◆ **TASK BRIEF**: Pull every line that holds the word "shower" from the entries.

◆ **DATA LISTING**:
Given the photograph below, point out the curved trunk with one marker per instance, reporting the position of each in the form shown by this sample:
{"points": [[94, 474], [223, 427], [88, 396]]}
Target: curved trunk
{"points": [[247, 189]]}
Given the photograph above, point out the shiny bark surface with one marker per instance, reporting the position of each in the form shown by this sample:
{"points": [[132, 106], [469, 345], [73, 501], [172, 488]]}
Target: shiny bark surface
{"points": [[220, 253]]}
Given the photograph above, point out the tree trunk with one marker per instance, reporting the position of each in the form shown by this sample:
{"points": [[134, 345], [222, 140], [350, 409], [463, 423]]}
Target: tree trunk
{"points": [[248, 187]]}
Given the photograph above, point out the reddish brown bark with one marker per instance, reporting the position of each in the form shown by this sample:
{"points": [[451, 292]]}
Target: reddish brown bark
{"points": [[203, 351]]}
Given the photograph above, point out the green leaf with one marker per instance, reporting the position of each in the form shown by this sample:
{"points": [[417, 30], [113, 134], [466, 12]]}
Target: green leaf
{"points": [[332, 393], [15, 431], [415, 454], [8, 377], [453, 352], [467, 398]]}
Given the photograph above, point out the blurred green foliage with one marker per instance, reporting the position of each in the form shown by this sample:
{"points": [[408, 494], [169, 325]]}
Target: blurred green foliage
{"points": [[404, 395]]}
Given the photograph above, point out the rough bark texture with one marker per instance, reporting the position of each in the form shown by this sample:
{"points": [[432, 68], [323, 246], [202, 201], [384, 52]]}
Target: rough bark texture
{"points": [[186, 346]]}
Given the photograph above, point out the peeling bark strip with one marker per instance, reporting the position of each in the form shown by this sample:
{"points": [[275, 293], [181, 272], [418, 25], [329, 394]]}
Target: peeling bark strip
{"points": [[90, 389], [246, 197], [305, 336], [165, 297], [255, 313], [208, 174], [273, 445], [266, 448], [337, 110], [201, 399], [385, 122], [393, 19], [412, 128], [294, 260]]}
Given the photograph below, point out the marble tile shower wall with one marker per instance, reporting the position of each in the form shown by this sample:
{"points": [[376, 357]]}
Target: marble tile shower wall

◆ **RESPONSE**:
Given the photograph below, point out the marble tile shower wall with one marker per instance, reporting the position of each in the form shown by this sample:
Target: marble tile shower wall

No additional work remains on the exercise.